(Collection entries)
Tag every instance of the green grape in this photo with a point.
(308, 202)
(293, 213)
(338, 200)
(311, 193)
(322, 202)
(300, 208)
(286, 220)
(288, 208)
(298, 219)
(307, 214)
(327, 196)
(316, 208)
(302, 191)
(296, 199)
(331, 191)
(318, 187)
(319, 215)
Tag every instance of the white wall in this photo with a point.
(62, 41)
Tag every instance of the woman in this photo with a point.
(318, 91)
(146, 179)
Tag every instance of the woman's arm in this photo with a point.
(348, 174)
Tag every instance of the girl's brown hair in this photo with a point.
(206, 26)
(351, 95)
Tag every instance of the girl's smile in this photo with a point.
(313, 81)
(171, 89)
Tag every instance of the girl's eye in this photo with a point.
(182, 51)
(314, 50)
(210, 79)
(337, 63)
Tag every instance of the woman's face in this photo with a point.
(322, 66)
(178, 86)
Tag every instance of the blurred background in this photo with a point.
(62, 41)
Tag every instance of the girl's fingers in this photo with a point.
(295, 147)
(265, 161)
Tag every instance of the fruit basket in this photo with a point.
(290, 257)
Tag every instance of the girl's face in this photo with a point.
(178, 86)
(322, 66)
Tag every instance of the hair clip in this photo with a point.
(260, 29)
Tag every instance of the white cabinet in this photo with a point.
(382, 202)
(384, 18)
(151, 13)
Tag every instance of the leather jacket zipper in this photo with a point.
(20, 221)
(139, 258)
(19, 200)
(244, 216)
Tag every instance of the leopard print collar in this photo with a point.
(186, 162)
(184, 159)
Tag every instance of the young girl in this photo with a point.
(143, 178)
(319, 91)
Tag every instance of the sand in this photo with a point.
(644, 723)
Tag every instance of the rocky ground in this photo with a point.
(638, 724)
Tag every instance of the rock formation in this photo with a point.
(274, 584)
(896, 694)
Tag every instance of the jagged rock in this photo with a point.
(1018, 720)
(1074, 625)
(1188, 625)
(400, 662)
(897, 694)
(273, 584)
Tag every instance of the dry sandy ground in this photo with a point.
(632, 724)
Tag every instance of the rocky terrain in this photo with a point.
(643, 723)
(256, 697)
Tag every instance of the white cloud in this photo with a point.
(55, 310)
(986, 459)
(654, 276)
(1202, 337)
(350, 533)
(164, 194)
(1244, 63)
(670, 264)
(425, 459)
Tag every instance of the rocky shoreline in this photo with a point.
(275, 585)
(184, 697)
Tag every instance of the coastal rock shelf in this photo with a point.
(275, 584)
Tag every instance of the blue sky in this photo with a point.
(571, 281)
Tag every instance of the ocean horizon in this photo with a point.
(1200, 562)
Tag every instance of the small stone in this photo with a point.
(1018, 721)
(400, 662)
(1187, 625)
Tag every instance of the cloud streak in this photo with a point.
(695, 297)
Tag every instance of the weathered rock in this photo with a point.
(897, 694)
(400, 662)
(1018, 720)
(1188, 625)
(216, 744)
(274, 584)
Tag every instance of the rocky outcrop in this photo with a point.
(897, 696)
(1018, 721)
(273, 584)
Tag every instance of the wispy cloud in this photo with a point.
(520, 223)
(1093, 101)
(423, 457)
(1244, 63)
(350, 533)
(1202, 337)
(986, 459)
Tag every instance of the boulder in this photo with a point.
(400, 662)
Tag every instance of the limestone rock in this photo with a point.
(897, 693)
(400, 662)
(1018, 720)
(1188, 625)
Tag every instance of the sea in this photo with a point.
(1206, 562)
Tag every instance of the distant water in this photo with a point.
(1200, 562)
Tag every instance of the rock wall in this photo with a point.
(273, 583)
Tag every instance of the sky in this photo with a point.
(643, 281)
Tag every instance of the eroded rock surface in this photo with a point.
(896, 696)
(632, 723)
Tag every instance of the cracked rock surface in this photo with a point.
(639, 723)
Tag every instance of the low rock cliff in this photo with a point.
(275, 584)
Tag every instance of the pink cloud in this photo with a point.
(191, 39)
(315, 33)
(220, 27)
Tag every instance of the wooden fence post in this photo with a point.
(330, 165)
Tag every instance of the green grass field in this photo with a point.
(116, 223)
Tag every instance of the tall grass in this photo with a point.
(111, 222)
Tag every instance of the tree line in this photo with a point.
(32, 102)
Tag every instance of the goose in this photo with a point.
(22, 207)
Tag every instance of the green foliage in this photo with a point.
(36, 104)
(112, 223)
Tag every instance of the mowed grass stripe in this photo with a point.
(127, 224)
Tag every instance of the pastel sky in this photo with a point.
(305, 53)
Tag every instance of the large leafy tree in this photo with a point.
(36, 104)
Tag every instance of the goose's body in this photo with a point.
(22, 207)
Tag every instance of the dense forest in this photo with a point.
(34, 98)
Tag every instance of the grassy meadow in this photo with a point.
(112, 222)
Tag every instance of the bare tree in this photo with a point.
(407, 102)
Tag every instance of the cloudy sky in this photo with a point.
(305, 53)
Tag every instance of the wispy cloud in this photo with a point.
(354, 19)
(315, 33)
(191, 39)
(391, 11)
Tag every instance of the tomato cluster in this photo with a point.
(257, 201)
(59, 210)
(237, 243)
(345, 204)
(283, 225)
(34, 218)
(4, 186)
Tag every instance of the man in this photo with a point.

Task brief:
The required answer is the complete data, repeated exactly.

Exercise solution:
Tag every instance of the green grape in this photo with a point.
(308, 202)
(293, 213)
(338, 200)
(311, 193)
(322, 202)
(300, 208)
(286, 220)
(288, 208)
(298, 219)
(307, 214)
(327, 196)
(316, 208)
(302, 191)
(296, 199)
(331, 191)
(318, 187)
(319, 215)
Tag every instance of the white wall in this photo with a point.
(62, 41)
Tag every instance of the woman in this photo with a point.
(318, 91)
(146, 179)
Tag every instance of the woman's arm in this photo with a point.
(348, 174)
Tag every instance of the girl's brown hair in this photo with a point.
(206, 26)
(351, 95)
Tag every instance of the girl's smile in this photo with a point.
(313, 81)
(171, 89)
Tag every instance of the girl's eye in this photo with a point.
(182, 51)
(314, 50)
(210, 79)
(337, 63)
Tag every instance of the woman's face in this photo with a point.
(322, 66)
(178, 86)
Tag every instance of the blurred background in this photo with a point.
(62, 41)
Tag every instance of the girl's fingers in this photo with a point.
(295, 147)
(265, 161)
Tag every instance of the fruit basket in this photo with a point.
(290, 257)
Tag every instance of the girl's face in this photo with a point.
(178, 86)
(322, 66)
Tag every instance of the hair clip in this photo with a point.
(260, 29)
Tag every instance of the white cabinet in this photo with a point.
(382, 202)
(384, 18)
(151, 13)
Tag every instance of the leather jacket zipper in this photo with a point.
(20, 221)
(139, 258)
(19, 200)
(244, 216)
Tag every instance of the leopard print collar in this photo with a point.
(186, 162)
(184, 159)
Tag every instance of the young girl in this photo with a point.
(143, 178)
(319, 91)
Tag every instance of the sand in this photo with a point.
(644, 723)
Tag every instance of the rocky ground in this photo with a point.
(638, 724)
Tag every instance of the rock formation in this photo with a point.
(274, 584)
(896, 694)
Tag every instance of the jagged rock in this photo with a point.
(1018, 720)
(1074, 625)
(1188, 625)
(400, 662)
(897, 694)
(273, 584)
Tag every instance of the dry sandy ground in this photo with a point.
(632, 724)
Tag every instance of the rocky terrain in this photo with a point.
(643, 723)
(256, 697)
Tag every instance of the white cloud in this photo with a point.
(55, 310)
(986, 459)
(654, 276)
(1202, 337)
(350, 533)
(164, 194)
(1244, 63)
(670, 264)
(425, 459)
Tag every instance of the rocky shoreline in this photo with a point.
(275, 585)
(184, 697)
Tag every instance of the coastal rock shelf in this photo with a point.
(275, 584)
Tag every instance of the blue sky in this photo with a point.
(571, 281)
Tag every instance of the ocean horizon in this photo with a point.
(1200, 562)
Tag every instance of the small stone in this photo with a point.
(1018, 721)
(400, 662)
(1187, 625)
Tag every instance of the cloud streak in this photo with a point.
(695, 297)
Tag every instance of the weathered rock in this photo with a point.
(897, 694)
(400, 662)
(1018, 720)
(1188, 625)
(216, 744)
(274, 584)
Tag every instance of the rocky outcrop in this photo with a point.
(897, 696)
(1018, 721)
(273, 584)
Tag every instance of the wispy cloud in this photo with a point.
(520, 223)
(1093, 101)
(423, 457)
(1244, 63)
(350, 533)
(1202, 337)
(986, 459)
Tag every instance of the boulder in this photo with a point.
(400, 662)
Tag every instance of the limestone rock in this photo with a point.
(897, 693)
(400, 662)
(1018, 720)
(1188, 625)
Tag every instance of the sea in this photo with a point.
(1206, 562)
Tag every instance of the distant water in this photo with a point.
(1200, 562)
Tag every instance of the rock wall in this photo with a point.
(273, 583)
Tag every instance of the sky in this photo with a point.
(643, 281)
Tag every instance of the eroded rock surface in this photo with a point.
(896, 696)
(632, 723)
Tag every instance of the cracked rock surface in this photo with a point.
(639, 723)
Tag every instance of the low rock cliff in this photo with a point.
(275, 584)
Tag every instance of the pink cloud in this photo with a point.
(191, 39)
(315, 33)
(220, 27)
Tag every instance of the wooden fence post in this photo with a point.
(330, 165)
Tag every instance of the green grass field in this photo with a point.
(116, 223)
Tag every instance of the tall grass in this photo with a point.
(111, 222)
Tag every instance of the tree line in this photo with a point.
(32, 102)
Tag every instance of the goose in this photo with a point.
(22, 207)
Tag every instance of the green foliage in this photo with a point.
(36, 104)
(112, 223)
Tag every instance of the mowed grass stripe in this photo with a point.
(127, 224)
Tag every instance of the pastel sky in this photo with a point.
(305, 53)
Tag every instance of the large leafy tree in this photo with a point.
(36, 104)
Tag every instance of the goose's body in this photo with a point.
(22, 207)
Tag every instance of the dense forest in this photo with a point.
(34, 98)
Tag every instance of the grassy meadow in this photo with a point.
(112, 222)
Tag every instance of the bare tree in this photo with a point.
(407, 102)
Tag every instance of the cloudy sky in this photo with a point.
(305, 53)
Tag every instance of the wispy cloud in this photo with a point.
(354, 19)
(315, 33)
(191, 39)
(391, 11)
Tag every instance of the tomato cluster in this photo with a point.
(257, 201)
(59, 210)
(237, 243)
(345, 204)
(283, 225)
(34, 218)
(4, 186)
Tag every instance of the man in this photo with a point.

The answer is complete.